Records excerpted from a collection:
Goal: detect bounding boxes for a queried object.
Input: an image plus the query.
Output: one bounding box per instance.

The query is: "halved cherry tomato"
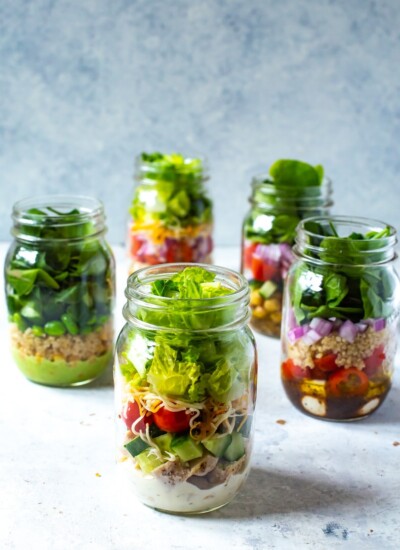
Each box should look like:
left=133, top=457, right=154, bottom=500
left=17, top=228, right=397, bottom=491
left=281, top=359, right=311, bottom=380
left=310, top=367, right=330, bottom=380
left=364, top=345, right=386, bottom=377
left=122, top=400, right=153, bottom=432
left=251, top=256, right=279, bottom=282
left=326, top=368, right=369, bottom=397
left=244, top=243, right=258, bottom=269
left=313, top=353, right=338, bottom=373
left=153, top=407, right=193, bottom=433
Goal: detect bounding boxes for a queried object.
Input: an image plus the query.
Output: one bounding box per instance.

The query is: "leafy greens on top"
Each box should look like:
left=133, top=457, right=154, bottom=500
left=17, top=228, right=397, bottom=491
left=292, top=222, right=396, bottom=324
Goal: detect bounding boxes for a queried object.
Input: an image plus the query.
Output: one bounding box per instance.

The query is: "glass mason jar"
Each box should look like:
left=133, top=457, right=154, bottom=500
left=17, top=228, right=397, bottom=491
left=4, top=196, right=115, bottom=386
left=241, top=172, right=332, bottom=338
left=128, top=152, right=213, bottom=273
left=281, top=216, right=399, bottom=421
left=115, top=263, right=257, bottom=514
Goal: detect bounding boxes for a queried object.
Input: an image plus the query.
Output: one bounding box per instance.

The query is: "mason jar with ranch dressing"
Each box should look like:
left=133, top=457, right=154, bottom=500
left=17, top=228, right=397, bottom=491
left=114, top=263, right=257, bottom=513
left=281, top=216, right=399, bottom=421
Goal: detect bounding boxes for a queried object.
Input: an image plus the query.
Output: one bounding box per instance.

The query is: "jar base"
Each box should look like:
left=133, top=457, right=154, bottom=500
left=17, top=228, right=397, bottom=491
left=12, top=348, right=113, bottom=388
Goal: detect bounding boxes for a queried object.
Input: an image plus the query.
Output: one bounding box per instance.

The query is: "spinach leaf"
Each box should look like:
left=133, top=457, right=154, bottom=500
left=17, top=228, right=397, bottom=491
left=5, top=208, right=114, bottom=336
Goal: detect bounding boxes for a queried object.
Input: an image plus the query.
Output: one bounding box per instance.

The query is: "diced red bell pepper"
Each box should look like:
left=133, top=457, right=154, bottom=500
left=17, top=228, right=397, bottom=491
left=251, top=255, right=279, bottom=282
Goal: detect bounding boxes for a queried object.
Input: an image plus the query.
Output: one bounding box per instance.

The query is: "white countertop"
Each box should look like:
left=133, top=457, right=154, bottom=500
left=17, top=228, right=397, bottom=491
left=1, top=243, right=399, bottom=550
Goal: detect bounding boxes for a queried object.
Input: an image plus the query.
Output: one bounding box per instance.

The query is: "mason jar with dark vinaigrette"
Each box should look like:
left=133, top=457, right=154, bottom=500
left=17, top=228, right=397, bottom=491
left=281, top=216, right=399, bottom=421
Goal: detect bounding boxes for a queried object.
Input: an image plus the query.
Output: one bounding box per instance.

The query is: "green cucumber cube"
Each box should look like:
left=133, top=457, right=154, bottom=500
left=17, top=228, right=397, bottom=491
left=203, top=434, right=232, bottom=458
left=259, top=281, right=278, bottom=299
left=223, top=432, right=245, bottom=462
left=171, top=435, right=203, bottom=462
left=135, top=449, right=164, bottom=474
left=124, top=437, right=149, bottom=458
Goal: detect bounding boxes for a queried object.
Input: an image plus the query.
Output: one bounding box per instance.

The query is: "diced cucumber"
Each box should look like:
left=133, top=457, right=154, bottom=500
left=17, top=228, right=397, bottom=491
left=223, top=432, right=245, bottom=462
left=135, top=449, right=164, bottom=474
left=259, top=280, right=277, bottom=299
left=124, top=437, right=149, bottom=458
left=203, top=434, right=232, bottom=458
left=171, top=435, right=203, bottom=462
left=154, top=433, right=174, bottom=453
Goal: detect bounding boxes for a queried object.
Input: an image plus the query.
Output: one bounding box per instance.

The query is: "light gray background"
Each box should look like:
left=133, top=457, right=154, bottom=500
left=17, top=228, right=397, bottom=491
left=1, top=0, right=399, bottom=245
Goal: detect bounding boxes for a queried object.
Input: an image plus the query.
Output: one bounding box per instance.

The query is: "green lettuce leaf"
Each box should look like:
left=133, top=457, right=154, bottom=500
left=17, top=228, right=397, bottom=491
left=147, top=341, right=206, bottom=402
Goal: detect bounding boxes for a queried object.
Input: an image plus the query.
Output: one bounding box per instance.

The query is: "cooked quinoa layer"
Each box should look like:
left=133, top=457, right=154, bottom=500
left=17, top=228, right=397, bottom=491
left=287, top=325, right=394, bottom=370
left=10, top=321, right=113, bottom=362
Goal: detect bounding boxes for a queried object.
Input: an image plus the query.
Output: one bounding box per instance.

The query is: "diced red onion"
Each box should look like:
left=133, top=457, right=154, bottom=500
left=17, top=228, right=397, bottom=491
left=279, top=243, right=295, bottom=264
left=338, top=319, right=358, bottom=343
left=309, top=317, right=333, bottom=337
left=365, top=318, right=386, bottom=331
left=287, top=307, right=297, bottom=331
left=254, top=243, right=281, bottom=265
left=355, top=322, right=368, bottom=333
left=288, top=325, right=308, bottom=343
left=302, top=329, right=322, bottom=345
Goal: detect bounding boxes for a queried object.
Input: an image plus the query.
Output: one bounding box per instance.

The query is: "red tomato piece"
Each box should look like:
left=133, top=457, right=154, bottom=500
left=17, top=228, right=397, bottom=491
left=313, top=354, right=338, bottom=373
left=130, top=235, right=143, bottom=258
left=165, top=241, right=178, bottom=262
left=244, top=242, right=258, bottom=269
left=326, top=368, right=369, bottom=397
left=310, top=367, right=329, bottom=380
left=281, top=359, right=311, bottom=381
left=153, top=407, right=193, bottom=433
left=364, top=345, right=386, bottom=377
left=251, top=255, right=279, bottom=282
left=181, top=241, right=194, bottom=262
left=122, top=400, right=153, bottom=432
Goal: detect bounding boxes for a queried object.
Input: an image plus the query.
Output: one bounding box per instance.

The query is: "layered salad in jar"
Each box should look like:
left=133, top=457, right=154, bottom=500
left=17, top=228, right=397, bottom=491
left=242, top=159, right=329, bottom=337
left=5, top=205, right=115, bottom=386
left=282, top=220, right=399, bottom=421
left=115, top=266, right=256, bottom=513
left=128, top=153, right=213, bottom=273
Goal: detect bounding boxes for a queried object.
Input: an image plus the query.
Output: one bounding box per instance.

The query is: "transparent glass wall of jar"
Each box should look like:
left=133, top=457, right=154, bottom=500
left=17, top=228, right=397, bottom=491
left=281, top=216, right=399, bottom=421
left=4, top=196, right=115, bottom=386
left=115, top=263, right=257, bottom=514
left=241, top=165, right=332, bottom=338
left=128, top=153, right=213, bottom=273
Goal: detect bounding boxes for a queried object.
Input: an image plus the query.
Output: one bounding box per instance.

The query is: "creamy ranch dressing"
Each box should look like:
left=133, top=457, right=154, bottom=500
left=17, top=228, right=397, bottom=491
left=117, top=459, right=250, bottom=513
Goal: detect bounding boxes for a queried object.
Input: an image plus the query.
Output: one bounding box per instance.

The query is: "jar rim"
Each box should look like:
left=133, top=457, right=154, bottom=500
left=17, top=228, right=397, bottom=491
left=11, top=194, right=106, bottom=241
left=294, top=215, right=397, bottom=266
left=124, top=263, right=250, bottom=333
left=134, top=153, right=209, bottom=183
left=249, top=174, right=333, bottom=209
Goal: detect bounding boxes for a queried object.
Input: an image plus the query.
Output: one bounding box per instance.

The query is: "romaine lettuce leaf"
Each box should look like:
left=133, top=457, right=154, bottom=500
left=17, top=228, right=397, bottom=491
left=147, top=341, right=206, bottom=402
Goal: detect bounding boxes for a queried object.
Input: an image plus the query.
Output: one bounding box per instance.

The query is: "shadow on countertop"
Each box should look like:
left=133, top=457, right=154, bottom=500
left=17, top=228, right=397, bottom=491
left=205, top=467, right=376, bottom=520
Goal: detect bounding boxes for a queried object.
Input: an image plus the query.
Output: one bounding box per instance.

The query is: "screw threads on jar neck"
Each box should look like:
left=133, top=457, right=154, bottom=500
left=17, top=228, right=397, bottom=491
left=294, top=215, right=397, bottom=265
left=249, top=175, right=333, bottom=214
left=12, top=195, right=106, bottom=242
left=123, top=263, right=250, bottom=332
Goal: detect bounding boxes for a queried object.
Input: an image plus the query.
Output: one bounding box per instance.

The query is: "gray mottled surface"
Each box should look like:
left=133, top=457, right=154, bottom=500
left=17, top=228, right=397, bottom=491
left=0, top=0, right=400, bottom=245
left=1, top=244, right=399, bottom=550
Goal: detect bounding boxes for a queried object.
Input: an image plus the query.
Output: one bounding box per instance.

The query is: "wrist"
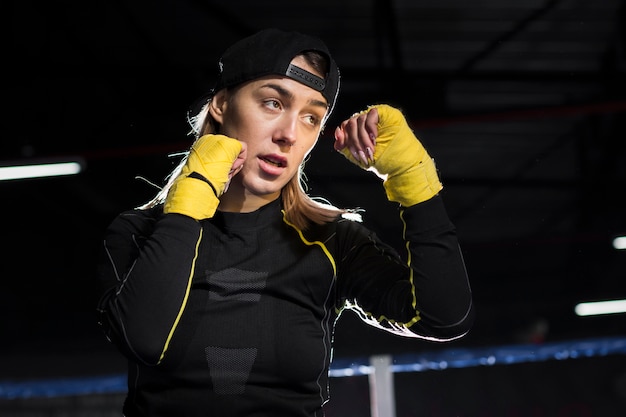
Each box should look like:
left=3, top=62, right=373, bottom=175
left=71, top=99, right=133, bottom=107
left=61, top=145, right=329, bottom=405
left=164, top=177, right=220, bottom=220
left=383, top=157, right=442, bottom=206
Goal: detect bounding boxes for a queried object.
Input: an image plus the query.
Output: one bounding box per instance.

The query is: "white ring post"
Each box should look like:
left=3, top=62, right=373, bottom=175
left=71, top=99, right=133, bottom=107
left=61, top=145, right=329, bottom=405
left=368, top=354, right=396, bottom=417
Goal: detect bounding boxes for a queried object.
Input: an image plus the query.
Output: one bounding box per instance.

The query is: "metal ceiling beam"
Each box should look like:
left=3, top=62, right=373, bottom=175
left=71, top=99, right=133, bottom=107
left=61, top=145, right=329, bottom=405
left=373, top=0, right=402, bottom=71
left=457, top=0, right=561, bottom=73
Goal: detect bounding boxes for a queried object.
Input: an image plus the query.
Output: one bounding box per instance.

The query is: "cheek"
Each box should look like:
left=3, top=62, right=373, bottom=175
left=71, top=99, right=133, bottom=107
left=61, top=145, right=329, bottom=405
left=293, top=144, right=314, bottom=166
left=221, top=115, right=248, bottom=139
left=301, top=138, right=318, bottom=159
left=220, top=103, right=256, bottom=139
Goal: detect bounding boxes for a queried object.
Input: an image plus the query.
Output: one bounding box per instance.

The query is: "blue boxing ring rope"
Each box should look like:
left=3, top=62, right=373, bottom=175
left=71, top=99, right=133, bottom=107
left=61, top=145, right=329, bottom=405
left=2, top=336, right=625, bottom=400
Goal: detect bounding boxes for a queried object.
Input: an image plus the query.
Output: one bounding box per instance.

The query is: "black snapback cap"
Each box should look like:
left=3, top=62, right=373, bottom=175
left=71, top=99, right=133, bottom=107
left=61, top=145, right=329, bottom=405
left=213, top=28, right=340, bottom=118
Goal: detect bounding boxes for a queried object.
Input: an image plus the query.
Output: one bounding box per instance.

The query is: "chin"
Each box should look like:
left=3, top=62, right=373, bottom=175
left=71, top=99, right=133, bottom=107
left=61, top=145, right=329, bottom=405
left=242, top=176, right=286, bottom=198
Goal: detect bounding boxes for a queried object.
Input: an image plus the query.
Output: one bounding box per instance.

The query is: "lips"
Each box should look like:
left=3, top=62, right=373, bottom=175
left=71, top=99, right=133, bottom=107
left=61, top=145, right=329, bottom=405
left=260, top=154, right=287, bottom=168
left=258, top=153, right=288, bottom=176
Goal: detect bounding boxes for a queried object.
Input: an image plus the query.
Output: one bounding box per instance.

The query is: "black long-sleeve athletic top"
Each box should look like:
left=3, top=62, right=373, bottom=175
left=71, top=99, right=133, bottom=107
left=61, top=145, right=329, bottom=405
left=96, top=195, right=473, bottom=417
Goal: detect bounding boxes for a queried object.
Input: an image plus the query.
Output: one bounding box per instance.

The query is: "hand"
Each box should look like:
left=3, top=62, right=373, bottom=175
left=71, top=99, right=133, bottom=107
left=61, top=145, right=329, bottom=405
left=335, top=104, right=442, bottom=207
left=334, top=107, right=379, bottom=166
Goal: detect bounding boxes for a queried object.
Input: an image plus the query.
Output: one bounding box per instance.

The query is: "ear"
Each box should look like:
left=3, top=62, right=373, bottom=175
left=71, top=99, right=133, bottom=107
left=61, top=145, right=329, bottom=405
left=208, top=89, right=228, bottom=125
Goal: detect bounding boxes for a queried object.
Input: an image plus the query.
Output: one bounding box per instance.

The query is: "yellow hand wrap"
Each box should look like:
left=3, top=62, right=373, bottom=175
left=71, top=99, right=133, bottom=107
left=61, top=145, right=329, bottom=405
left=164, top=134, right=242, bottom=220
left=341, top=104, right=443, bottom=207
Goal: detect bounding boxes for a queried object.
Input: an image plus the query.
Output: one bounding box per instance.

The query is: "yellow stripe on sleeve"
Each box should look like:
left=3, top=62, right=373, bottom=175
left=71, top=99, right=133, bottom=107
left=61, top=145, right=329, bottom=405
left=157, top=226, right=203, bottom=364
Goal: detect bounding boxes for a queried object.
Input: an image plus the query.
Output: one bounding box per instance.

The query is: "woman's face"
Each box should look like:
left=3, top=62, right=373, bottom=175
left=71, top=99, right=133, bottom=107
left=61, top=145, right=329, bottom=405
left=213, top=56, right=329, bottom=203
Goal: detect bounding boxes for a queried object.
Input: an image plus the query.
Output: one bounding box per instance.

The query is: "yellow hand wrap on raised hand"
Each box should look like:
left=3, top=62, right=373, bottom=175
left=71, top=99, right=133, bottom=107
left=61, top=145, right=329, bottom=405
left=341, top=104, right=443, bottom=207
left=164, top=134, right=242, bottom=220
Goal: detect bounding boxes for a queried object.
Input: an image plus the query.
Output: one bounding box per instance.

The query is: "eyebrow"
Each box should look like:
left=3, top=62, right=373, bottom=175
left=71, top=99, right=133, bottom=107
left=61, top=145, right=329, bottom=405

TRY IT: Return every line of the preceding records in which the word "lettuce" appears.

EXERCISE ANSWER:
The query is: "green lettuce leaf"
The query is: "romaine lettuce leaf"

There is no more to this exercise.